**RECORD EXTRACTS:**
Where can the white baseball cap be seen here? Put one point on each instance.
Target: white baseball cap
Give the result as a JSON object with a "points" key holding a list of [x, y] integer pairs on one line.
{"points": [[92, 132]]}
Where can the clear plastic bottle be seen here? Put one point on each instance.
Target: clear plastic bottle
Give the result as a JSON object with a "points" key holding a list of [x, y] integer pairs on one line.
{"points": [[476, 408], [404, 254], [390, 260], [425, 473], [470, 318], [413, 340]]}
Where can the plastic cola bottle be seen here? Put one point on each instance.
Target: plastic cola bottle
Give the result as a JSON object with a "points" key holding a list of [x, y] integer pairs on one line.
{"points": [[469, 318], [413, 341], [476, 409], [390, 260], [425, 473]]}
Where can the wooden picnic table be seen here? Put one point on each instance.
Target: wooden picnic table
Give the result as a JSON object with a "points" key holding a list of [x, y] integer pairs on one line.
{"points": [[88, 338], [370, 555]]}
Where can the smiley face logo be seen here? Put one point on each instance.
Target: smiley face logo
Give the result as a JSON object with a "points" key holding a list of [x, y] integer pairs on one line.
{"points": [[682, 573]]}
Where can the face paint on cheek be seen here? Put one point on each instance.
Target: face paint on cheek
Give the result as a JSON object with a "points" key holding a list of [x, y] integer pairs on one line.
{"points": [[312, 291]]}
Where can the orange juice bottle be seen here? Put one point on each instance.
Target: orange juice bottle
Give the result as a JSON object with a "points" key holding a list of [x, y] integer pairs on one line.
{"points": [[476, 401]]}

**REQUIREMENT:**
Search the data for the string "seen" and copy each line where it appears.

**EXERCISE RESPONSE:**
Where can the white baseball cap be seen here? Put one point on each instance.
Where can the clear plastic bottle be seen here? Put one point on each instance.
Where can the plastic cola bottle be seen here? Put one point on each instance.
Where can the wooden picnic table be seen here? Put one point on each instance.
Where can the smiley face logo be seen here? Put one point on each instance.
Where can the face paint on cheek be seen here? Put one point on each instance.
Where can the orange juice bottle be seen here? Put one point on each instance.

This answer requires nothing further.